Directions:
Please copy the rows below word for word, from the line containing "For this challenge, identify the pendant light in" through the line containing "point(420, 186)", with both of those lines included.

* * *

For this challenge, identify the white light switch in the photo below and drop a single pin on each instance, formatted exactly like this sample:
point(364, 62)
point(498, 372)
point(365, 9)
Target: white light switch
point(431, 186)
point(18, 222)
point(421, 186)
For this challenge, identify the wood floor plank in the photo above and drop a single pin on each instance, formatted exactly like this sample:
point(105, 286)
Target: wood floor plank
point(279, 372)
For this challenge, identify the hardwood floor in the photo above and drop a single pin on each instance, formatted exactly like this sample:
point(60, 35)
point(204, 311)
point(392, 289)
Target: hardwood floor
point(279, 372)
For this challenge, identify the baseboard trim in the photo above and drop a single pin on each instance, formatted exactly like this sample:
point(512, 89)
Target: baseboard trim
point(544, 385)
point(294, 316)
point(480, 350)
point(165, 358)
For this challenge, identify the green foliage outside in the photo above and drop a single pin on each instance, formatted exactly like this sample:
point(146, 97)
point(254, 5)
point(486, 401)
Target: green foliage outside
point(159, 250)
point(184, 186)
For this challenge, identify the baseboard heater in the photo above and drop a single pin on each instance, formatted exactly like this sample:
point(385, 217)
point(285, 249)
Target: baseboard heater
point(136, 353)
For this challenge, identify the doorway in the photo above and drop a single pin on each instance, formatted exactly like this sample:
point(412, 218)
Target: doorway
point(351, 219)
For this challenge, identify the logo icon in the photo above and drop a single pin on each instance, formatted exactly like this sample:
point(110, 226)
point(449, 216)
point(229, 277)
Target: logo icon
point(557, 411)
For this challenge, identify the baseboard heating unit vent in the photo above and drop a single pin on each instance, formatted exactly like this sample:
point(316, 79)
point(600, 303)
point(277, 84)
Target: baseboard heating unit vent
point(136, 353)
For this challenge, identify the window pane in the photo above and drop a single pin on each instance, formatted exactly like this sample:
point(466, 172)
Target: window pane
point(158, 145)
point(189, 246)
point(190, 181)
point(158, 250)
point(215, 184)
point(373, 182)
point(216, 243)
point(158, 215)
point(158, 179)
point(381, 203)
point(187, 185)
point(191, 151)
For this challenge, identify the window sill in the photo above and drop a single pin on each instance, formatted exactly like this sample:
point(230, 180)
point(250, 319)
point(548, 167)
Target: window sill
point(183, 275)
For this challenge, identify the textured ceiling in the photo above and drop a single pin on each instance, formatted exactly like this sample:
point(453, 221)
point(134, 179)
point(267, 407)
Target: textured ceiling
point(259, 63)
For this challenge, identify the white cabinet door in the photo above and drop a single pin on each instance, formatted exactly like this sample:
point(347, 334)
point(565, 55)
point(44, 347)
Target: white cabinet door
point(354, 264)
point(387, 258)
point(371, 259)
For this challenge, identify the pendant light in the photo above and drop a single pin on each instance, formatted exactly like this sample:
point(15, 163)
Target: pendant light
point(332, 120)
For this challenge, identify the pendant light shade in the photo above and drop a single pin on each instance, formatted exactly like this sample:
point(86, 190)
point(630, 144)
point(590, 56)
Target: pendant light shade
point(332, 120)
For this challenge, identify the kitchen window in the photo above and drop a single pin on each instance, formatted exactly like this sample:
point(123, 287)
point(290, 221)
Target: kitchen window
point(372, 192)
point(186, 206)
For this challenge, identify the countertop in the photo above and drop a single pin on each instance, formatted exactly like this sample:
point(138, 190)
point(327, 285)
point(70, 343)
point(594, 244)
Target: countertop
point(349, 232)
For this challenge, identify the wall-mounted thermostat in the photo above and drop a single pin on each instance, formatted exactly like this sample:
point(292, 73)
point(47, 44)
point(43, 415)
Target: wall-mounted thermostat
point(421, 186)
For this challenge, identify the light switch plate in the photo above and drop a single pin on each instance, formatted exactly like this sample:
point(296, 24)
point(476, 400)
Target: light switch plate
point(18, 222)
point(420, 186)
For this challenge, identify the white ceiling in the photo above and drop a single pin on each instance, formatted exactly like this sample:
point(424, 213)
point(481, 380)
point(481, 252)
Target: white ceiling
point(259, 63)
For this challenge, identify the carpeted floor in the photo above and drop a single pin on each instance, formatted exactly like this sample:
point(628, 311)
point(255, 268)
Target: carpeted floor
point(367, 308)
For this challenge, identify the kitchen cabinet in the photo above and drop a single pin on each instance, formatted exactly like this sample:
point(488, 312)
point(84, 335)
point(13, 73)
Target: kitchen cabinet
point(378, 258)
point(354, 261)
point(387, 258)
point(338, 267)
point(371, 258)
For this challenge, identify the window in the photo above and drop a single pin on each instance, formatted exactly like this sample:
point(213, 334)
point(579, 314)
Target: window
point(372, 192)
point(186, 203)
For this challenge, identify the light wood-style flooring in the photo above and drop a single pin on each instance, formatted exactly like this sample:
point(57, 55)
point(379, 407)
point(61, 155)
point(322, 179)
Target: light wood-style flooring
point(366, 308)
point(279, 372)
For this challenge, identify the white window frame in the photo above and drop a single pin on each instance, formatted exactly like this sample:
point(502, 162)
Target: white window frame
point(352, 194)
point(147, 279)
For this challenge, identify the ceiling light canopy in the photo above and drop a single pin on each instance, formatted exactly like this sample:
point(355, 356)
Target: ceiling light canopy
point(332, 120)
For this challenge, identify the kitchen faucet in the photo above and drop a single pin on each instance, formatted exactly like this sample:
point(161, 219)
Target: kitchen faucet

* * *

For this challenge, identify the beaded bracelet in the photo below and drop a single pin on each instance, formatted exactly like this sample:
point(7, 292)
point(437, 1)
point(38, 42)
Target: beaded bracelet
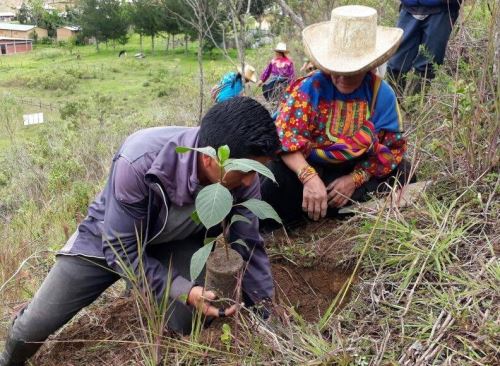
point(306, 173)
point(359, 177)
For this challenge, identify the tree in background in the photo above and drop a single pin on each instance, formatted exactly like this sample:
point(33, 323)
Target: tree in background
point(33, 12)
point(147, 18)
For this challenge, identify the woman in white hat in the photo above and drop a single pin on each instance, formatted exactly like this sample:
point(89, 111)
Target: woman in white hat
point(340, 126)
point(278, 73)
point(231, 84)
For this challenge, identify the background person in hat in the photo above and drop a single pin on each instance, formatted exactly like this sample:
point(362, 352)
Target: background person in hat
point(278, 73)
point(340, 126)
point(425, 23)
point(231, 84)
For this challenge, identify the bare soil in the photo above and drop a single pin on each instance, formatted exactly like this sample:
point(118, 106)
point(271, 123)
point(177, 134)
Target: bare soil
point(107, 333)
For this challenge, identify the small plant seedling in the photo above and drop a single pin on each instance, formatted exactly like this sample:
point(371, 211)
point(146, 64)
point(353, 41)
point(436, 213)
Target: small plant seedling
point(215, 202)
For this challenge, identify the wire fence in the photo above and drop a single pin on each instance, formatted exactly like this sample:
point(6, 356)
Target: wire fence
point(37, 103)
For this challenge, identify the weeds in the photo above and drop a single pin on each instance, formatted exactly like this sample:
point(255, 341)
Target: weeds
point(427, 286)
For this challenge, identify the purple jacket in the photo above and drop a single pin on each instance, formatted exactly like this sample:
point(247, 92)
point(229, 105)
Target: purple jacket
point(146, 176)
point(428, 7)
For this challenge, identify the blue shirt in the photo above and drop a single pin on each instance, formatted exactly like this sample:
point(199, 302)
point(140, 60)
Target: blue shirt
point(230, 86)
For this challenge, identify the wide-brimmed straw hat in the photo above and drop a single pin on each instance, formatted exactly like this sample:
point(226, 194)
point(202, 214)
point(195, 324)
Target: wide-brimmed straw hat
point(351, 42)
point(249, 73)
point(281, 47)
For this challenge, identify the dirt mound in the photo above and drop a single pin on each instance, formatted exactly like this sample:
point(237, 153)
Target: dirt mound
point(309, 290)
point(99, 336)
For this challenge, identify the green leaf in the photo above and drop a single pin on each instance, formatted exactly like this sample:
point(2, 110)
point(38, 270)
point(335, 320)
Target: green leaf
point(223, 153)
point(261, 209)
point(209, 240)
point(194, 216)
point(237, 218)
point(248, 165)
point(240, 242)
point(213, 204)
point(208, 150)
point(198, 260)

* * *

Exercise response:
For this challenge, identify the pendant light in the photo above and drop a single pin on each instance, formatted exactly like this sample:
point(15, 163)
Target: pendant light
point(332, 120)
For this challenge, identify the pendant light shade in the photo above and drop a single pin on each instance, formatted exactly like this sample:
point(86, 190)
point(630, 144)
point(590, 56)
Target: pendant light shade
point(332, 120)
For this challenge, identify the kitchen window in the photo above and drop a single pin on each instance, formatted exactly like this sample:
point(123, 287)
point(290, 221)
Target: kitchen window
point(372, 192)
point(186, 206)
For this challenge, identify the countertop in the photo above and drop a single pin on each instance, formatted exactly like this sample:
point(138, 190)
point(327, 285)
point(70, 343)
point(594, 244)
Target: countertop
point(349, 232)
For this challenge, identify the wall-mounted thermostat in the photo above and drop a single pin on each instance, formatted exactly like this sample:
point(292, 73)
point(47, 44)
point(43, 415)
Target: wall-mounted thermostat
point(421, 186)
For this challenge, identify the light switch plate in the photo above and drop a single pin on each instance, formatted exactly like this sample:
point(296, 24)
point(476, 400)
Target: light switch plate
point(18, 222)
point(420, 186)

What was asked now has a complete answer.